— DOCUMENT —

Fictional operating systems are so far up my street that I need a bus just to reach them. But sometimes it’s worth it. Secret Little Haven is another game like Digital: A Love Story and its computer-within-a-computer companions. It’s about being a teenage fan of a Powerpuff Girls style television show (or probably more like Sailor Moon), getting hyped about a new movie that’s showing at the weekend, and trying to stay true to your fandom when everything else is pressuring you to travel a different route – the route of being a “normal guy” when that’s far from how you feel.
Here’s the blurb from the developer, Victoria Dominowski:
Alex Cole is a teenage trans girl in 1999 who has yet to figure herself out. She spends much of her free time on the internet, browsing a fan forum for her favorite magical girl show, and chatting with her friends… Join her on her story of self-discovery through friendship and media as she explores her computer for the treasures and curiosities of the early internet.
It’s got the obligatory 56k modem and whirring hard drive sound effects that this sub-genre demands, but takes great pains to offer a desktop full of incidental goodies. There’s on-screen petz, forums full of fan fiction, a terminal, a text document called “butts”. Everything familiar to the average teenager of 1999.

— SOURCE EXCERPT —
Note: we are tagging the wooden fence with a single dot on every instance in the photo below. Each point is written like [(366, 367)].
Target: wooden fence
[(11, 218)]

— GOAL —
Summarize the piece above about Secret Little Haven in two sentences.

— FULL RESPONSE —
Secret Little Haven is a computer-within-a-computer game about Alex Cole, a teenage trans girl in 1999 who has yet to figure herself out and who spends her free time on a fan forum for her favorite magical girl show and chatting with friends. Along with the expected 56k modem and whirring hard drive sounds, its desktop offers incidental goodies such as on-screen petz, forums full of fan fiction, a terminal, and a text document called "butts".